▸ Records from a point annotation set
- - -

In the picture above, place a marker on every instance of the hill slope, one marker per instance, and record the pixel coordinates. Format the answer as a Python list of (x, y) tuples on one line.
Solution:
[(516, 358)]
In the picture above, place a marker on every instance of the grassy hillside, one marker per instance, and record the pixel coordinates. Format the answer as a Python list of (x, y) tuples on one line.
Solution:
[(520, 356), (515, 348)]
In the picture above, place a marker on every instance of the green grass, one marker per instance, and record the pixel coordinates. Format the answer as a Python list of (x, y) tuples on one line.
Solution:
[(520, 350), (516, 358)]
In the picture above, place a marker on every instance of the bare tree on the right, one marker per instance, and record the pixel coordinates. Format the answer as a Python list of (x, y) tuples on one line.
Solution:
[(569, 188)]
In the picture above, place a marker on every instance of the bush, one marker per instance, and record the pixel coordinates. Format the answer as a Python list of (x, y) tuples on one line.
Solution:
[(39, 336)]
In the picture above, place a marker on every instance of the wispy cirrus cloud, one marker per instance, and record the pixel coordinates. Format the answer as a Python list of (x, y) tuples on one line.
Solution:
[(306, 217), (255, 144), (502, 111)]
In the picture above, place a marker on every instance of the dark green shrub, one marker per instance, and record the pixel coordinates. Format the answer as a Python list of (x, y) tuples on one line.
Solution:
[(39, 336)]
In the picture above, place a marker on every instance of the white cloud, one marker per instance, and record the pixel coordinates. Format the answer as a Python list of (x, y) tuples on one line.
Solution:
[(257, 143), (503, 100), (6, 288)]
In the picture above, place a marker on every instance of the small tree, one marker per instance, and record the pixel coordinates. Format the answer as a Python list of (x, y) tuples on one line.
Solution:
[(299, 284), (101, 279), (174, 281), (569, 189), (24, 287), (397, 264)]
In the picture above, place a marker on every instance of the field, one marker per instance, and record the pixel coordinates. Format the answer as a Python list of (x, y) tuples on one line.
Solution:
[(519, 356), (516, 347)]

- - -

▸ DIRECTION
Put each line of the records above into a JSON list of strings, with one string per line and blank lines omitted.

▸ ANSWER TO THIS EXERCISE
[
  "In the picture above, place a marker on every instance of the hill slope, one marker per instance, and record the pixel coordinates. Format the answer as a Python list of (x, y) tuples on one line.",
  "Solution:",
  "[(516, 358)]",
  "In the picture above, place a marker on every instance of the grassy hillside, one marker per instance, and record the pixel coordinates. Format the answer as a Python list of (x, y) tuples on one line.",
  "Solution:",
  "[(520, 356), (515, 348)]",
  "In the picture above, place a marker on every instance of the green grass, one marker per instance, and record the pixel coordinates. Format the answer as a Python list of (x, y) tuples on one line.",
  "Solution:",
  "[(520, 350), (516, 358)]",
  "In the picture above, place a marker on every instance of the bare tree on the right, one marker per instance, and record the pixel coordinates. Format the answer as a Python list of (x, y) tuples on one line.",
  "Solution:",
  "[(569, 188)]",
  "In the picture above, place a marker on every instance of the bush, one marker per instance, and record the pixel coordinates. Format the answer as a Python list of (x, y) tuples on one line.",
  "Solution:",
  "[(39, 336)]",
  "In the picture above, place a marker on every instance of the wispy cirrus cloud, one marker per instance, and record the pixel coordinates. Format the answer as a Python list of (x, y) tuples on one line.",
  "Solution:",
  "[(306, 217), (255, 144), (502, 111)]",
  "In the picture above, place a marker on every instance of the dark green shrub, one marker per instance, and record the pixel coordinates. Format the answer as a Python list of (x, y) tuples on one line.",
  "Solution:",
  "[(39, 336)]",
  "In the picture above, place a marker on every instance of the white cloud, one marker per instance, and record the pixel coordinates. Format the answer as a Python list of (x, y) tuples on one line.",
  "Solution:",
  "[(257, 143), (503, 100), (6, 288)]",
  "In the picture above, place a marker on every instance of the small tree, one marker per instance, and record the pixel coordinates. Format the answer as a Python list of (x, y) tuples on one line.",
  "Solution:",
  "[(299, 284), (101, 279), (174, 281), (569, 189), (24, 287), (397, 264)]",
  "In the picture above, place a marker on every instance of the field, one marker per instance, and record the pixel coordinates. Format the answer as a Python list of (x, y) tuples on one line.",
  "Solution:",
  "[(519, 356), (516, 347)]"
]